§ **Work to do**
Pull out every line of the records below that contains the word "small", copying each such line in full.
─── Data to use ───
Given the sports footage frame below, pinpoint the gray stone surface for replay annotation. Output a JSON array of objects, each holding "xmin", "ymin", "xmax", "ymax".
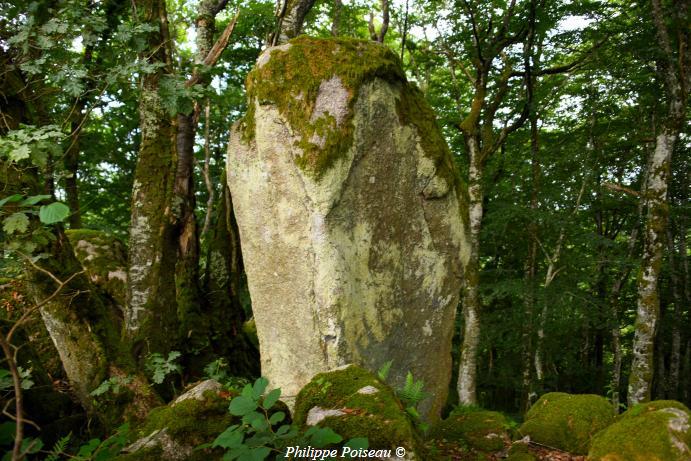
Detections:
[{"xmin": 227, "ymin": 40, "xmax": 466, "ymax": 420}]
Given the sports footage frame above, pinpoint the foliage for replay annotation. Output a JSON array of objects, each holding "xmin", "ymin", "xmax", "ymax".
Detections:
[
  {"xmin": 0, "ymin": 366, "xmax": 34, "ymax": 392},
  {"xmin": 144, "ymin": 351, "xmax": 182, "ymax": 384},
  {"xmin": 90, "ymin": 376, "xmax": 134, "ymax": 397}
]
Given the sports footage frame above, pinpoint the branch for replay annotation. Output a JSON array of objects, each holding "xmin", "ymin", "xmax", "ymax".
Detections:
[
  {"xmin": 185, "ymin": 11, "xmax": 240, "ymax": 88},
  {"xmin": 602, "ymin": 182, "xmax": 641, "ymax": 198}
]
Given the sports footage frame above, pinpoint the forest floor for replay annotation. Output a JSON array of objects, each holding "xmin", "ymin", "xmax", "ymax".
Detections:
[{"xmin": 436, "ymin": 442, "xmax": 586, "ymax": 461}]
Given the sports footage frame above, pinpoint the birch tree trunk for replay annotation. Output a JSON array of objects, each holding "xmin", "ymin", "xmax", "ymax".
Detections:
[
  {"xmin": 124, "ymin": 0, "xmax": 178, "ymax": 359},
  {"xmin": 270, "ymin": 0, "xmax": 316, "ymax": 46},
  {"xmin": 628, "ymin": 0, "xmax": 691, "ymax": 405}
]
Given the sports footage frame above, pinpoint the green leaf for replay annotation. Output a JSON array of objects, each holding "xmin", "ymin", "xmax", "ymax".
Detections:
[
  {"xmin": 262, "ymin": 389, "xmax": 281, "ymax": 410},
  {"xmin": 344, "ymin": 437, "xmax": 369, "ymax": 450},
  {"xmin": 252, "ymin": 376, "xmax": 269, "ymax": 399},
  {"xmin": 38, "ymin": 202, "xmax": 70, "ymax": 224},
  {"xmin": 0, "ymin": 194, "xmax": 23, "ymax": 206},
  {"xmin": 19, "ymin": 195, "xmax": 50, "ymax": 206},
  {"xmin": 20, "ymin": 437, "xmax": 43, "ymax": 454},
  {"xmin": 2, "ymin": 211, "xmax": 29, "ymax": 234},
  {"xmin": 228, "ymin": 395, "xmax": 257, "ymax": 416},
  {"xmin": 269, "ymin": 411, "xmax": 286, "ymax": 427},
  {"xmin": 305, "ymin": 427, "xmax": 343, "ymax": 448},
  {"xmin": 10, "ymin": 144, "xmax": 31, "ymax": 162},
  {"xmin": 377, "ymin": 360, "xmax": 393, "ymax": 381},
  {"xmin": 0, "ymin": 421, "xmax": 17, "ymax": 445},
  {"xmin": 211, "ymin": 424, "xmax": 244, "ymax": 448},
  {"xmin": 250, "ymin": 447, "xmax": 271, "ymax": 461}
]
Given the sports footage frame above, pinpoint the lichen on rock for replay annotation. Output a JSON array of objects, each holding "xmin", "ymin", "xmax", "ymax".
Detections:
[
  {"xmin": 293, "ymin": 365, "xmax": 420, "ymax": 453},
  {"xmin": 227, "ymin": 37, "xmax": 467, "ymax": 419},
  {"xmin": 428, "ymin": 407, "xmax": 510, "ymax": 452},
  {"xmin": 519, "ymin": 392, "xmax": 614, "ymax": 455},
  {"xmin": 116, "ymin": 380, "xmax": 233, "ymax": 461},
  {"xmin": 65, "ymin": 229, "xmax": 127, "ymax": 308}
]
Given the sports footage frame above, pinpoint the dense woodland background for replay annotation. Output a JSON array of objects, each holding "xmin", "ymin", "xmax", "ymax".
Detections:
[{"xmin": 0, "ymin": 0, "xmax": 691, "ymax": 458}]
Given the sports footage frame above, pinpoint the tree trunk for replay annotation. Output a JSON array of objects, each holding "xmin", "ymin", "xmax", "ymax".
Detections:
[
  {"xmin": 205, "ymin": 172, "xmax": 259, "ymax": 377},
  {"xmin": 456, "ymin": 136, "xmax": 483, "ymax": 405},
  {"xmin": 521, "ymin": 114, "xmax": 540, "ymax": 411},
  {"xmin": 124, "ymin": 0, "xmax": 179, "ymax": 359},
  {"xmin": 271, "ymin": 0, "xmax": 316, "ymax": 46},
  {"xmin": 628, "ymin": 128, "xmax": 677, "ymax": 406}
]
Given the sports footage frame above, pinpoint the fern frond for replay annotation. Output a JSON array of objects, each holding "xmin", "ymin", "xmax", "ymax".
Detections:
[
  {"xmin": 45, "ymin": 432, "xmax": 72, "ymax": 461},
  {"xmin": 377, "ymin": 360, "xmax": 393, "ymax": 381}
]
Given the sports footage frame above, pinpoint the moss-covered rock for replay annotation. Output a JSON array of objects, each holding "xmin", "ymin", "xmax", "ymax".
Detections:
[
  {"xmin": 227, "ymin": 37, "xmax": 469, "ymax": 421},
  {"xmin": 65, "ymin": 229, "xmax": 127, "ymax": 307},
  {"xmin": 117, "ymin": 380, "xmax": 233, "ymax": 461},
  {"xmin": 429, "ymin": 407, "xmax": 510, "ymax": 452},
  {"xmin": 293, "ymin": 365, "xmax": 420, "ymax": 453},
  {"xmin": 588, "ymin": 400, "xmax": 691, "ymax": 461},
  {"xmin": 519, "ymin": 392, "xmax": 614, "ymax": 454}
]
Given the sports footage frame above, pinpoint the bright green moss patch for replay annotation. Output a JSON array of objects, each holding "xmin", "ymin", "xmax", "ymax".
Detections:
[
  {"xmin": 429, "ymin": 407, "xmax": 509, "ymax": 452},
  {"xmin": 588, "ymin": 400, "xmax": 691, "ymax": 461},
  {"xmin": 244, "ymin": 36, "xmax": 405, "ymax": 179},
  {"xmin": 519, "ymin": 392, "xmax": 613, "ymax": 454},
  {"xmin": 396, "ymin": 85, "xmax": 460, "ymax": 188},
  {"xmin": 293, "ymin": 365, "xmax": 421, "ymax": 453},
  {"xmin": 506, "ymin": 443, "xmax": 537, "ymax": 461}
]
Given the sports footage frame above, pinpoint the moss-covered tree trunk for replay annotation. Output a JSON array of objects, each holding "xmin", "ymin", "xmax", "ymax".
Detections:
[
  {"xmin": 628, "ymin": 0, "xmax": 691, "ymax": 405},
  {"xmin": 204, "ymin": 173, "xmax": 259, "ymax": 376},
  {"xmin": 270, "ymin": 0, "xmax": 316, "ymax": 45},
  {"xmin": 124, "ymin": 0, "xmax": 179, "ymax": 357}
]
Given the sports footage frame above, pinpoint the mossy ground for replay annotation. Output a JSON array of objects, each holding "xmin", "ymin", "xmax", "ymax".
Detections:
[
  {"xmin": 588, "ymin": 400, "xmax": 691, "ymax": 461},
  {"xmin": 293, "ymin": 366, "xmax": 421, "ymax": 453},
  {"xmin": 245, "ymin": 36, "xmax": 405, "ymax": 178},
  {"xmin": 118, "ymin": 391, "xmax": 234, "ymax": 461},
  {"xmin": 428, "ymin": 407, "xmax": 510, "ymax": 452},
  {"xmin": 519, "ymin": 392, "xmax": 613, "ymax": 454},
  {"xmin": 244, "ymin": 36, "xmax": 458, "ymax": 189}
]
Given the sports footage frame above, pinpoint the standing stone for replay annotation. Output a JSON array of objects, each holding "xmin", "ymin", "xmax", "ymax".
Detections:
[{"xmin": 227, "ymin": 37, "xmax": 467, "ymax": 418}]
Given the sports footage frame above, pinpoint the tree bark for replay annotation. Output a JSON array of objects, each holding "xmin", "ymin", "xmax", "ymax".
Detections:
[
  {"xmin": 271, "ymin": 0, "xmax": 316, "ymax": 46},
  {"xmin": 124, "ymin": 0, "xmax": 179, "ymax": 359},
  {"xmin": 628, "ymin": 0, "xmax": 691, "ymax": 405}
]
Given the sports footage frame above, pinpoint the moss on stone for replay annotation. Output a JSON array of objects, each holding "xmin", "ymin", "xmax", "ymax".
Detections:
[
  {"xmin": 136, "ymin": 391, "xmax": 233, "ymax": 446},
  {"xmin": 244, "ymin": 36, "xmax": 406, "ymax": 179},
  {"xmin": 506, "ymin": 443, "xmax": 537, "ymax": 461},
  {"xmin": 428, "ymin": 407, "xmax": 510, "ymax": 452},
  {"xmin": 588, "ymin": 400, "xmax": 691, "ymax": 461},
  {"xmin": 293, "ymin": 365, "xmax": 422, "ymax": 453},
  {"xmin": 519, "ymin": 392, "xmax": 614, "ymax": 454},
  {"xmin": 65, "ymin": 229, "xmax": 127, "ymax": 308}
]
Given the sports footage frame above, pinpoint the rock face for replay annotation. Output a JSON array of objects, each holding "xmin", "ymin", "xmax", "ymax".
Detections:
[
  {"xmin": 227, "ymin": 37, "xmax": 467, "ymax": 418},
  {"xmin": 588, "ymin": 400, "xmax": 691, "ymax": 461},
  {"xmin": 293, "ymin": 365, "xmax": 424, "ymax": 459},
  {"xmin": 116, "ymin": 380, "xmax": 233, "ymax": 461},
  {"xmin": 518, "ymin": 392, "xmax": 614, "ymax": 455}
]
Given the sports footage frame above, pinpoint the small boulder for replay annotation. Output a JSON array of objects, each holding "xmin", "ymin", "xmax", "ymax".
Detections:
[
  {"xmin": 117, "ymin": 380, "xmax": 233, "ymax": 461},
  {"xmin": 65, "ymin": 229, "xmax": 127, "ymax": 308},
  {"xmin": 519, "ymin": 392, "xmax": 614, "ymax": 455},
  {"xmin": 429, "ymin": 407, "xmax": 511, "ymax": 452},
  {"xmin": 588, "ymin": 400, "xmax": 691, "ymax": 461},
  {"xmin": 293, "ymin": 365, "xmax": 419, "ymax": 459}
]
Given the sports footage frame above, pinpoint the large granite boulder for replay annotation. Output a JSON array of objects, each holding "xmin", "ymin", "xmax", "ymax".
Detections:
[
  {"xmin": 588, "ymin": 400, "xmax": 691, "ymax": 461},
  {"xmin": 227, "ymin": 37, "xmax": 467, "ymax": 417}
]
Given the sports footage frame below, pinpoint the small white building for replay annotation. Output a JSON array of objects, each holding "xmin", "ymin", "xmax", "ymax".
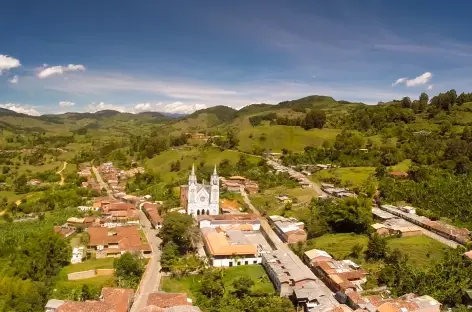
───
§ **Answer for the task**
Given the sports footage frame above, pinpoint the small boulder for replay annotation. Output a JSON array of objects, each holding "xmin", "ymin", "xmax", "ymax".
Given the sports footage frame below, pinpoint the small white building for replay annotation. Output a JSON array of objects, each holding "xmin", "ymin", "xmax", "ymax".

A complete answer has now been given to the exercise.